[Begin Selected extract]

Tyrano Soros: Okay, am I getting a nip shot from the girl in the pink sweater in testosterone ad?


I don't know, are you?
 
2013-03-06 03:32:33 PM  
When will this madness from 0bama end?
 
2013-03-06 03:33:38 PM  

what_now: BunkoSquad: The list of invitees to Wednesday's dinner, provided to CNN by a GOP source, includes some of the president's harshest critics: Lindsey Graham of South Carolina, Bob Corker of Tennessee, Kelly Ayotte of New Hampshire, John McCain of Arizona, Dan Coats of Indiana, Tom Coburn of Oklahoma, Richard Burr of North Carolina, Mike Johanns of Nebraska, Pat Toomey Pennsylvania, Ron Johnson of Wisconsin, and John Hoeven of North Dakota.

I will sell everything I own and go to 2 churches every Sunday for the rest of my life if this turns into a wacky Clue-style murder mystery

I wish he'd shut off all the cameras, confiscate all the cell phones, and show up in a FUBU track suit and serve KFC and M-Fing sweet iced tea, and then watch them go CRAZY trying to talk about it without sounding racist.


Get it right, Yank.
 
2013-03-06 03:34:34 PM  

griffer: Tyrano Soros: Okay, am I getting a nip shot from the girl in the pink sweater in testosterone ad?

I don't know, are you?

[End Selected extract]
[Begin Data section]

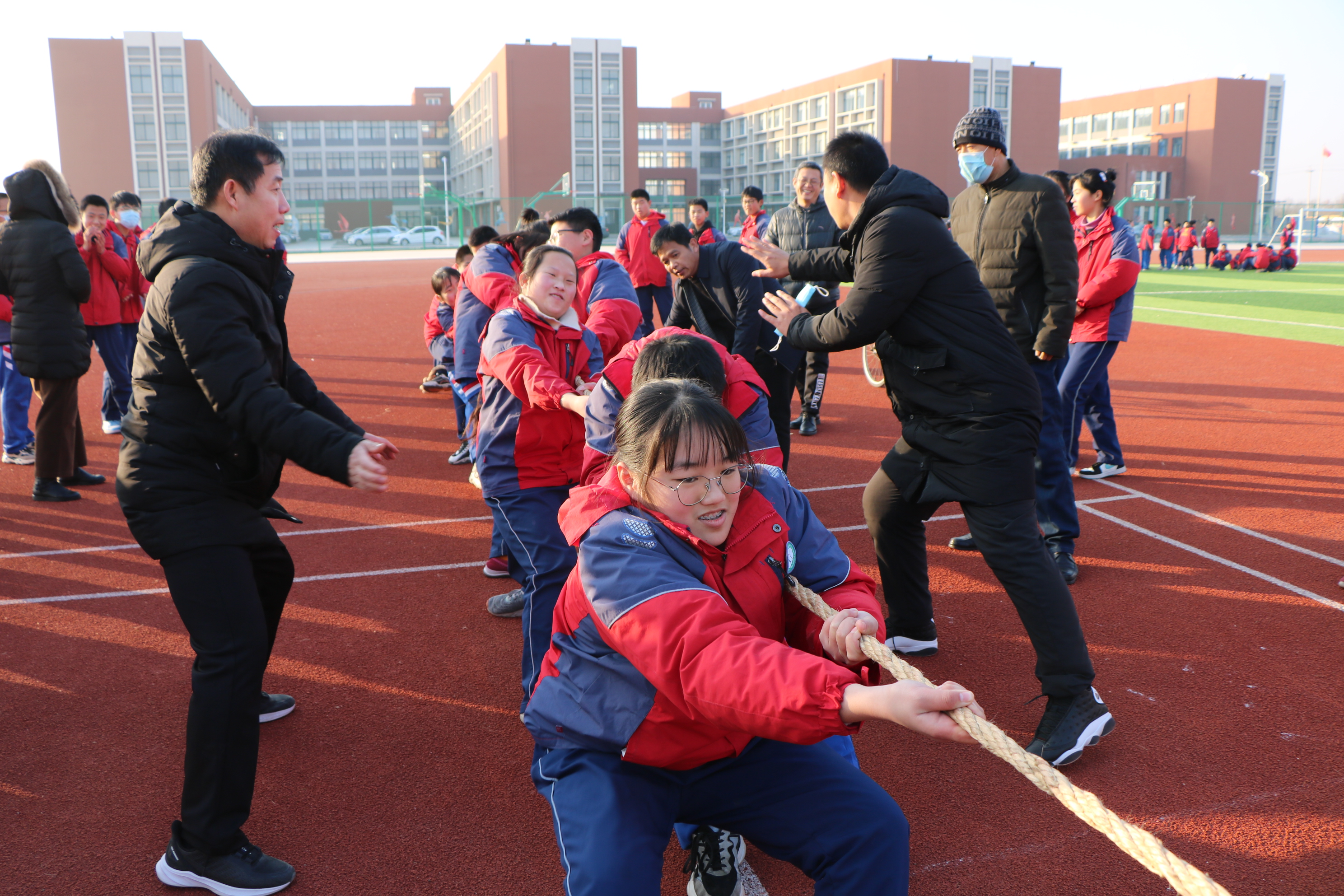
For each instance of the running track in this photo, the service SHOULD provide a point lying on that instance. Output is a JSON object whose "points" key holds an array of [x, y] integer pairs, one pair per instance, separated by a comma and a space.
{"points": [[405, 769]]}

[End Data section]
[Begin Data section]

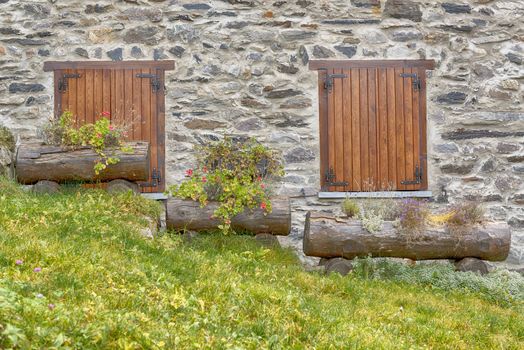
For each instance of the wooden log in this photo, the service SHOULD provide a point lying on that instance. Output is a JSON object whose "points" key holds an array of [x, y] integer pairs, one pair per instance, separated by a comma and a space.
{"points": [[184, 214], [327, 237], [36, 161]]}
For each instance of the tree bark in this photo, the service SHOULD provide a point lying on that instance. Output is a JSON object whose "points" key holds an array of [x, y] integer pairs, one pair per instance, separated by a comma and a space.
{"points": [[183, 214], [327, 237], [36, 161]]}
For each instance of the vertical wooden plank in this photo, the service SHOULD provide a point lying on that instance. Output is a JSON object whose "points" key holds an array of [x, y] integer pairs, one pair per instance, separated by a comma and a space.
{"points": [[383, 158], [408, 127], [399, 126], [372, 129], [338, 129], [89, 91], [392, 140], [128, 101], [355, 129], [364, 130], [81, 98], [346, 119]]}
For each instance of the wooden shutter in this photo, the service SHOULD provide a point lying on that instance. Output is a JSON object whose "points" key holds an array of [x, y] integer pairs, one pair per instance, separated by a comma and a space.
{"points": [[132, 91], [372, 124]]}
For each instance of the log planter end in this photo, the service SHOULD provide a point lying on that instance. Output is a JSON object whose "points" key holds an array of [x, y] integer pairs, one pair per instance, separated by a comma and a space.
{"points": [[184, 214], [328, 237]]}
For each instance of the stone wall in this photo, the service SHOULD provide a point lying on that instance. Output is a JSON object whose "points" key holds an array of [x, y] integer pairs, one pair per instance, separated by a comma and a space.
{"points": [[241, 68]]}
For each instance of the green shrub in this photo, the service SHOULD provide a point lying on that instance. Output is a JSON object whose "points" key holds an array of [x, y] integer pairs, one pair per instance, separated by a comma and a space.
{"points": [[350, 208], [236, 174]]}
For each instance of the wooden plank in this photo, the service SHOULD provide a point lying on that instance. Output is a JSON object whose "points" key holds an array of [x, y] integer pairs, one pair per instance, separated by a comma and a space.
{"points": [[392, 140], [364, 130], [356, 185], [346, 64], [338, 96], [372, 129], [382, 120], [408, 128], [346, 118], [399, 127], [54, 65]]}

[End Data section]

Direction A —
Retype the comment thread word for word, everything from "I will sell" down to "without sounding racist.".
Direction B —
Answer these questions from the comment thread:
(i) What timestamp appears directly above the line "When will this madness from 0bama end?"
(ii) Which state is listed with Bob Corker?
(iii) According to the thread, who provided the list of dinner invitees to CNN?
Direction C —
Rewrite the paragraph of the comment thread that begins "what_now: BunkoSquad: The list of invitees" as a list, keeping its main facts.

Complete response A —
I will sell everything I own and go to 2 churches every Sunday for the rest of my life if this turns into a wacky Clue-style murder mystery

I wish he'd shut off all the cameras, confiscate all the cell phones, and show up in a FUBU track suit and serve KFC and M-Fing sweet iced tea, and then watch them go CRAZY trying to talk about it without sounding racist.

Complete response B —
(i) 2013-03-06 03:32:33 PM
(ii) Tennessee
(iii) A GOP source

Complete response C —
A GOP source gave CNN the list of invitees to Wednesday's dinner, which includes some of the president's harshest critics:
- Lindsey Graham of South Carolina
- Bob Corker of Tennessee
- Kelly Ayotte of New Hampshire
- John McCain of Arizona
- Dan Coats of Indiana
- Tom Coburn of Oklahoma
- Richard Burr of North Carolina
- Mike Johanns of Nebraska
- Pat Toomey of Pennsylvania
- Ron Johnson of Wisconsin
- John Hoeven of North Dakota